begin

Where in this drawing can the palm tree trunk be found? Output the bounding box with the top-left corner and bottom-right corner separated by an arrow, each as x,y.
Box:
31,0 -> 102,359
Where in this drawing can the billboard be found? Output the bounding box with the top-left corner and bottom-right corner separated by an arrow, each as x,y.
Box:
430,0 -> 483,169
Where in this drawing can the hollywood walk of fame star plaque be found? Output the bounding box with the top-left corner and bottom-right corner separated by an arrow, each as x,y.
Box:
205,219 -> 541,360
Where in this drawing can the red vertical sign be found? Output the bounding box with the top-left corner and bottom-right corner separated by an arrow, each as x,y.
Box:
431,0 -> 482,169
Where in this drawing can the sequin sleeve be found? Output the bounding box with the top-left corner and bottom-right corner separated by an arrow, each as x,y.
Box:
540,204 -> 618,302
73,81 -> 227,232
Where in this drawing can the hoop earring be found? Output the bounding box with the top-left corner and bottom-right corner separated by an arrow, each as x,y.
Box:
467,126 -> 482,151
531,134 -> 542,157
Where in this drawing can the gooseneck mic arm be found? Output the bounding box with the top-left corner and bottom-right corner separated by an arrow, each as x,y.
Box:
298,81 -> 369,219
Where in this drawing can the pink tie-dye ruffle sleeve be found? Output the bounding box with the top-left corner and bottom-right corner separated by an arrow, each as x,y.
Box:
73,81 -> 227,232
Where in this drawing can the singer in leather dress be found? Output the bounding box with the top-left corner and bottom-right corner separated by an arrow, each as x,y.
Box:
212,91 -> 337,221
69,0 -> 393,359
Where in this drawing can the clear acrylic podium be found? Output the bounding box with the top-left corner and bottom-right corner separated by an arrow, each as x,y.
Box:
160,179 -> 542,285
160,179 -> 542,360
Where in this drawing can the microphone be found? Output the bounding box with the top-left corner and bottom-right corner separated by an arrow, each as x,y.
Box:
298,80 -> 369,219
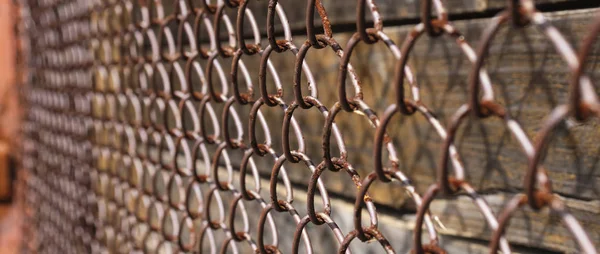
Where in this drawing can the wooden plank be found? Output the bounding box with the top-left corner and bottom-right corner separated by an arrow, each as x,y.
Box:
165,0 -> 590,36
431,193 -> 600,253
188,6 -> 600,253
217,7 -> 600,207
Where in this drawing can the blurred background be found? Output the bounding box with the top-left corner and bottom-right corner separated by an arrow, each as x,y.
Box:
0,0 -> 22,254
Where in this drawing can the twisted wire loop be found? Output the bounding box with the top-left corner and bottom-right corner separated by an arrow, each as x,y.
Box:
20,0 -> 600,253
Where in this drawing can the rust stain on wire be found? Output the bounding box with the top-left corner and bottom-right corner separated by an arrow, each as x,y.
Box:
16,0 -> 600,253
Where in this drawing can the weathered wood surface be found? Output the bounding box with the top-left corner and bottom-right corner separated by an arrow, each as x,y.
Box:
169,0 -> 600,36
209,169 -> 600,254
190,6 -> 600,252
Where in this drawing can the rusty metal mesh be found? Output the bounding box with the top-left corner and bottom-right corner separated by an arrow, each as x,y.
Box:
21,0 -> 600,253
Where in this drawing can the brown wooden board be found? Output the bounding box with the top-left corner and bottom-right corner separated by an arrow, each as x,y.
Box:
183,4 -> 600,253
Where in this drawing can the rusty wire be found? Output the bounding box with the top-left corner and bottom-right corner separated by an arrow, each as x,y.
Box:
16,0 -> 600,253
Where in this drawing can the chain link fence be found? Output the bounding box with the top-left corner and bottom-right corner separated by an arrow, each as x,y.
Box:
20,0 -> 600,253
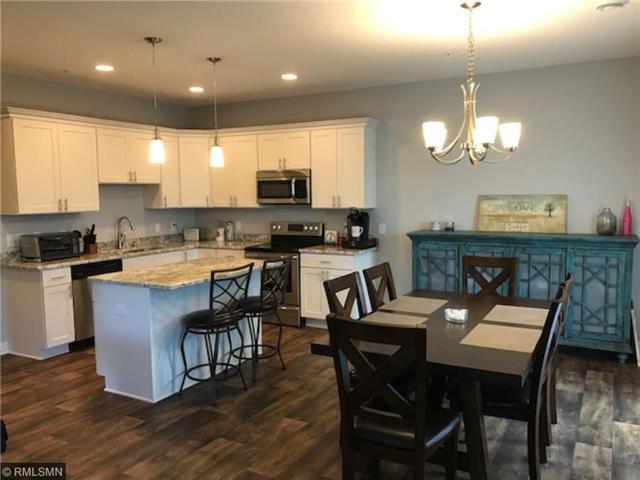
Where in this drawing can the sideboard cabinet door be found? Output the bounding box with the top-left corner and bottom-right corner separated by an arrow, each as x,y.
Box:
413,243 -> 459,292
565,249 -> 629,346
514,247 -> 567,300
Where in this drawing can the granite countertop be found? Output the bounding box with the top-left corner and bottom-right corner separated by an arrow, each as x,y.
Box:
2,240 -> 264,270
300,244 -> 378,256
90,258 -> 261,290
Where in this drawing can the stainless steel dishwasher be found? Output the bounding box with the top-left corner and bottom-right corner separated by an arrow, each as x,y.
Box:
69,259 -> 122,350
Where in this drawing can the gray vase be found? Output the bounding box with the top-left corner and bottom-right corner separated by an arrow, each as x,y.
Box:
597,208 -> 618,235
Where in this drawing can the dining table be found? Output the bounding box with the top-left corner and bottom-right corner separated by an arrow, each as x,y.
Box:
311,290 -> 551,480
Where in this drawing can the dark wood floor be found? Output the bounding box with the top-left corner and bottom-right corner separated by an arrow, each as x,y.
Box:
1,327 -> 640,480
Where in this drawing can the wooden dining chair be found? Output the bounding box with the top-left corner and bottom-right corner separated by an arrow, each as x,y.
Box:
327,314 -> 461,480
482,286 -> 568,480
322,272 -> 367,320
547,273 -> 575,426
362,262 -> 398,311
462,255 -> 518,297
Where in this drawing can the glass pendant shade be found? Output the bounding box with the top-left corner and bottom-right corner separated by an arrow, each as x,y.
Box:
500,122 -> 522,150
422,122 -> 447,152
209,145 -> 224,168
149,137 -> 165,164
473,117 -> 499,147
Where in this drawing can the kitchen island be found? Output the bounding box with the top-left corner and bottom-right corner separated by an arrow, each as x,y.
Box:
91,258 -> 261,403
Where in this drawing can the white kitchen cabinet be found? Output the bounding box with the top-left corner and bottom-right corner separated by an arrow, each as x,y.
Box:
58,124 -> 100,212
122,250 -> 186,270
258,130 -> 311,170
144,135 -> 181,208
300,249 -> 376,327
210,135 -> 258,208
2,117 -> 99,215
43,283 -> 75,348
1,267 -> 75,359
97,128 -> 161,184
311,123 -> 376,208
179,136 -> 211,207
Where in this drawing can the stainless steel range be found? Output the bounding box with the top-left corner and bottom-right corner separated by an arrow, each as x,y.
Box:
244,222 -> 324,327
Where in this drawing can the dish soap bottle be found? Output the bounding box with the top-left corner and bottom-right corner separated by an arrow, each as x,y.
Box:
622,200 -> 633,235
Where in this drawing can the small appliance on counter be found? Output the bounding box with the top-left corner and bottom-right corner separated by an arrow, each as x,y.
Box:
182,227 -> 209,242
342,207 -> 378,250
20,232 -> 80,262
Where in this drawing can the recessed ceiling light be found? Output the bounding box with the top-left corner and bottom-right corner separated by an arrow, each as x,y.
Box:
596,0 -> 629,12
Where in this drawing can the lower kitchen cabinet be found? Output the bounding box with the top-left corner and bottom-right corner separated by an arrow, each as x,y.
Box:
300,250 -> 376,327
2,267 -> 75,359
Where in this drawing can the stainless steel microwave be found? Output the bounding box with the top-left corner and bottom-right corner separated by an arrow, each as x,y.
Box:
256,169 -> 311,205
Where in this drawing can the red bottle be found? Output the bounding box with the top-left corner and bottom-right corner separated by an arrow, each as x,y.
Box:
622,200 -> 633,235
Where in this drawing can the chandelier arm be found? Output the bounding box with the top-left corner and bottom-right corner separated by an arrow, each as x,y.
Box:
429,149 -> 465,165
489,143 -> 516,155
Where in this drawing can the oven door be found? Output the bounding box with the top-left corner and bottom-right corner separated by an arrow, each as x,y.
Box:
257,170 -> 311,205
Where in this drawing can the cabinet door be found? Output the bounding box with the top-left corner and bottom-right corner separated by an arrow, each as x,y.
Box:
159,136 -> 180,208
58,124 -> 100,212
336,128 -> 365,208
282,131 -> 311,168
13,119 -> 61,213
43,283 -> 75,348
258,133 -> 284,170
96,128 -> 131,183
233,135 -> 258,207
311,129 -> 338,208
129,131 -> 161,183
300,268 -> 329,319
209,137 -> 235,207
179,137 -> 211,207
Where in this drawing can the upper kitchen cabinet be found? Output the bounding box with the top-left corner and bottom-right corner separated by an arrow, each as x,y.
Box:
97,128 -> 161,184
258,130 -> 311,170
144,135 -> 181,208
2,115 -> 99,215
210,135 -> 258,208
179,136 -> 211,207
311,120 -> 376,208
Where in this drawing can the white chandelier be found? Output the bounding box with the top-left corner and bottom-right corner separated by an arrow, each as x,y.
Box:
422,1 -> 521,165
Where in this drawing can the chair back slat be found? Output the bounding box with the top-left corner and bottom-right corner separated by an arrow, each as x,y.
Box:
462,255 -> 518,297
323,272 -> 367,320
530,285 -> 568,404
209,263 -> 253,321
327,314 -> 427,449
362,262 -> 398,311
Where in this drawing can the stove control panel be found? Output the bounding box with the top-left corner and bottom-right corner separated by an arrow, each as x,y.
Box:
271,222 -> 324,237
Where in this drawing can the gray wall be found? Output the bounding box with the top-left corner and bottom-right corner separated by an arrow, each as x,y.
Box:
193,58 -> 640,304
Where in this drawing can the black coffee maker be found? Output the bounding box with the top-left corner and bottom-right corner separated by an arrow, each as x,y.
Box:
342,207 -> 378,249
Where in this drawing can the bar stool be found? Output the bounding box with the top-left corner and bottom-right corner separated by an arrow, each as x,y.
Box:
233,259 -> 291,383
179,263 -> 253,405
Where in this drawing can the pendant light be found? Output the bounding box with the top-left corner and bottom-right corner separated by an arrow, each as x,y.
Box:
207,57 -> 224,168
144,37 -> 165,163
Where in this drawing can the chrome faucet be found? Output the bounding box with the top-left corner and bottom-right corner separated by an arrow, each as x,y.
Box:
117,215 -> 136,250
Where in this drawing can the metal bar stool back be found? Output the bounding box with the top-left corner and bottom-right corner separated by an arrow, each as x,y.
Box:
179,263 -> 253,405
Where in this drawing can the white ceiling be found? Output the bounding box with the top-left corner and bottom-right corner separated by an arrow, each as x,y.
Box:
1,0 -> 640,105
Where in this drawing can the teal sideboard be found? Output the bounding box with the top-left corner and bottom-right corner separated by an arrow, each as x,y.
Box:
408,230 -> 638,362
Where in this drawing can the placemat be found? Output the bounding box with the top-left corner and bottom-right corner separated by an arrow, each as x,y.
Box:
460,323 -> 542,353
483,305 -> 548,328
362,310 -> 428,327
380,296 -> 449,315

end

## What you should do
Substitute "scene" for "drawing" in the rows from the first line through the line containing "160,179 -> 542,360". Reproduce that span with everything else unchanged.

## Exercise answer
Where in this scene can the palm tree trunk be found? Output the bounding box with the top-left corner and bottom-right corner separated by an arrow, each as x,y.
Box:
31,0 -> 102,359
Where in this scene can the billboard be found? Output the bounding box with the top-left corner and bottom-right corner separated by an arrow, each as x,y.
Box:
430,0 -> 483,169
Where in this scene can the hollywood walk of fame star plaque be found? Output the bounding box with the top-left corner and bottom-right corner separated by an arrow, each as x,y.
Box:
205,219 -> 541,360
Where in this scene can the red vertical sign be found? Output the bounding box with the top-left corner and bottom-right corner separated by an arrow, each as x,y.
Box:
431,0 -> 482,169
Where in this scene can the sequin sleeve be found? Output the bounding box with the top-left corner and bottom-right corner separated by an arrow, each as x,y.
Box:
540,204 -> 618,302
73,81 -> 227,232
Where in this scene can the hoop earring be found? Output the bounding box with the top-left corner and bottom-right corner separated by an arrow, each as x,y.
Box:
467,126 -> 482,151
531,134 -> 542,157
Where in this scene can the gooseneck mic arm be found? Output the bounding box with the top-left corner and bottom-right corner separated by an arrow, each as x,y.
Box:
298,81 -> 369,219
Where in this scene can the pink tie-dye ruffle sleeve be found? Output the bounding box with the top-left corner and bottom-right corner separated by an arrow, each as x,y.
Box:
73,81 -> 227,232
Where in this scene can the singer in leather dress be found? Output the bounding box with the top-left corner and bottom-right corner separated by an arrow, each as x,y.
Box:
212,91 -> 337,221
69,0 -> 393,359
Where in this scene can the clear acrylic podium be found? Output the bounding box with the top-left corner and bottom-right corner separated by an arrow, each as x,y.
Box:
160,179 -> 542,285
160,179 -> 542,360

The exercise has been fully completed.